- _LISTE DES TÂCHES_:
1: Indiquez si chacune des affirmations suivantes concorde avec le texte sur la conception de la nation. Répondez par oui ou par non et citez textuellement les mots du texte qui tranchent. (a) Sieyès était député du Tiers État. (b) L'accentuation de la conception ethnique de la nation est située entre 1880 et 1914. (c) Pour Sieyès, la naissance est le critère d'appartenance à la nation.
2: Reproduisez sans aucune modification le passage du texte sur la conception de la nation situé entre « Tous ces hommes » et « du pacte social. », ces deux extrémités comprises.
3: Prolongez le texte sur la conception de la nation en reprenant juste après sa dernière phrase.

- _DOCUMENT_:
┄┄┄┄┄┄
Tous ces hommes ont formé la " communauté politique " et ont participé à créer le " bien commun ". Ils ont constitué la nation en tant que communauté de projet et d’héritage. Les étrangers, vivant en France, s’incorporent à la nation et acquièrent le droit d’être citoyens, c’est-à-dire, de contribuer à orienter le projet collectif. C’est le " corps social " de Jean Jacques Rousseau, base du pacte social.

Dans la réalité, la conception de la nation prendra une dimension plus ethnique. A la Révolution, Sieyès (député du Tiers Etat) dit que la nation est l’ensemble des associés, tous gouvernés, tous soumis à la loi, ouvrage de leur volonté, tous égaux endroits et libres de leur communication et de leurs engagements respectifs. C’est une unité économique et sociale, concourrant à l’harmonie générale où les citoyens ont leurs fonctions. L’utilité sociale est le critère d’appartenance. il en fustige les " privilégiés " ou les " inutiles ", les accusant de " paresse " " d’orgueilleuse oisiveté ", de " parasitisme ", de " stérilité " qui forment une classe étrangère à la Nation. Cette conception est une " communauté d’intérêts ", voire une " communauté ethnique "

Cette conception ethnique de la nation s’accentuera durant la période 1880-1914, période de grandes migrations de masse, de rivalités internationales croissantes, de luttes d’impérialismes. Les Etats renforcent le patriotisme d’Etat. Il faut " faire des Italiens ", " transformer les paysans en français ", attachant le tout à un drapeau ; c’est l’époque où le nationalisme populaire, les sentiments xénophobes et de supériorité nationales deviennent aisés à mobiliser. Les Etats (de la IIIème République) utilisèrent les moyens pour diffuser l’image et l’héritage de la nation, développant une conception de plus en plus patriotique. Dans le même temps, dans la seconde moitié du siècle, le nationalisme ethnique reçoit d’énormes renforts, du fait des migrations de plus en plus importantes des peuples, mais aussi de la notion centrale des sciences sociales du 19ème : la race ; à partir de la théorie de l’évolutionnisme de Darwin, complétée plus tard par la génétique, se développent nationalisme et racisme.
┄┄┄┄┄┄
- _EXTRAITS DES LIGNES_:
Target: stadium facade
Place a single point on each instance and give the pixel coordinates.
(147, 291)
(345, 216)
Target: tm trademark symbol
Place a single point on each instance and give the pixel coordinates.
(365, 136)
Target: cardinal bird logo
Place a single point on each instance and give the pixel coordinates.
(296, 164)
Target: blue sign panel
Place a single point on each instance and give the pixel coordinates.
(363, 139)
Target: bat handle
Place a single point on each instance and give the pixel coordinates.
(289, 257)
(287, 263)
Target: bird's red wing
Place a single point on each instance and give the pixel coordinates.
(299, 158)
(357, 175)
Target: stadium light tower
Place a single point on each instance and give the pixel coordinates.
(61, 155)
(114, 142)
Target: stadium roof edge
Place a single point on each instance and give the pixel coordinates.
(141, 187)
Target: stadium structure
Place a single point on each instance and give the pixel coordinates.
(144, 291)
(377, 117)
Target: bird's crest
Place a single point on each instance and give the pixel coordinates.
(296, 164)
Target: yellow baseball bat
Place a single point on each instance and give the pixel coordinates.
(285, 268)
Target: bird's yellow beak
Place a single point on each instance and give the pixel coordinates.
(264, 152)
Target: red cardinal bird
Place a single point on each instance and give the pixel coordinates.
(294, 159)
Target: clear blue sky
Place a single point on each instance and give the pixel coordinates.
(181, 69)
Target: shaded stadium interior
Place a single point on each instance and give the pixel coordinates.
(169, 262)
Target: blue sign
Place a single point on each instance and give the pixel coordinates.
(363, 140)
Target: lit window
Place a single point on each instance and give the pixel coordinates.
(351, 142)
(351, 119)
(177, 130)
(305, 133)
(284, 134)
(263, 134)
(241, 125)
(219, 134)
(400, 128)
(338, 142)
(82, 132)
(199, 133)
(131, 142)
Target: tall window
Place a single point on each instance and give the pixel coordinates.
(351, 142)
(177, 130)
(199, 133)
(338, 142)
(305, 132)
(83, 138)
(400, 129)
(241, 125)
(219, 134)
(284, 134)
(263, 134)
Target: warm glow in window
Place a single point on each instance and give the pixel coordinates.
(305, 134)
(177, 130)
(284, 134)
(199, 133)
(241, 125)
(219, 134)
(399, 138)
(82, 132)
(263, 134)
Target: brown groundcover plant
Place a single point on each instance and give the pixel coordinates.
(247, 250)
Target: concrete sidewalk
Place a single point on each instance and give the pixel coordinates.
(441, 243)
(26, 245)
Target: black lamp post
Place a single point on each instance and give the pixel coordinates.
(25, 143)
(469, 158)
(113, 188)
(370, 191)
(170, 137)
┄┄┄┄┄┄
- _RÉSULTATS PAR TÂCHE_:
1:
(a) Oui : « Sieyès (député du Tiers Etat) ».
(b) Oui : « Cette conception ethnique de la nation s’accentuera durant la période 1880-1914 ».
(c) Non : « L’utilité sociale est le critère d’appartenance. »

2:
Tous ces hommes ont formé la " communauté politique " et ont participé à créer le " bien commun ". Ils ont constitué la nation en tant que communauté de projet et d’héritage. Les étrangers, vivant en France, s’incorporent à la nation et acquièrent le droit d’être citoyens, c’est-à-dire, de contribuer à orienter le projet collectif. C’est le " corps social " de Jean Jacques Rousseau, base du pacte social.

3:
Depuis 1990, l’on assiste, dans le monde, à un renforcement de la nation, conçue comme " communauté ethnique " et non plus comme " communauté de projet et d’héritage ". Des nations fondées sur le sang et le sol, fermées, entraînant chauvinisme, xénophobie, racisme se développent. Et pourtant, selon Hobsbawm, ce à quoi appelaient les nations était à l’opposé du nationalisme. La grande réussite des régimes communistes, par exemple, est d’avoir limité les effets désastreux du nationalisme en leur sein. La nation aujourd’hui perd une part de ses anciennes fonctions, celle de constituer une économie nationale limitée par le territoire qui formait un bloc dans l’économie mondiale. En Europe, les éclatements s’expliquent par l’histoire des Etats créés entre 1918-1921 sans l’accord et la volonté des peuples : les Tchèques unis aux Slovaques, les Slovènes aux Croates et aux Serbes…, de même, l’idée des républiques soviétiques fondées sur des nations kazakhs, kirghizes, ouzbeks, tadjiks, turkmènes, était une construction théorique plutôt qu’une aspiration des peuples.  

Quand la société échoue, la nation (le repli national) paraît être l’ultime garantie " Hobsbawm.

L’idée de nation, celle qui se conçoit comme une " communauté de projet et d’héritage ", est bien loin de l’idée de " nation ", communauté ethnique et culturelle. Cette deuxième conception pose la question de la souveraineté. Si l’on défend une conception " nationaliste ", celle qui exclut les étrangers du droit de vote, par exemple, donc non admis à exercer leur souveraineté, peut-on parler de République souveraine, celle qui prône liberté et égalité ? Pour Condorcet –philosophe des Lumières, celui que l’on a nommé le Père de la République moderne- le but de la politique ou de " l’art social " est de garantir la conservation des Droits de l’Homme et du Citoyen (et notamment Liberté et Egalité). Dans notre République, cette " raison commune ", celle qui donne à tout homme  le droit de discuter publiquement des intérêts communs à tous les Hommes ", est-elle garantie ?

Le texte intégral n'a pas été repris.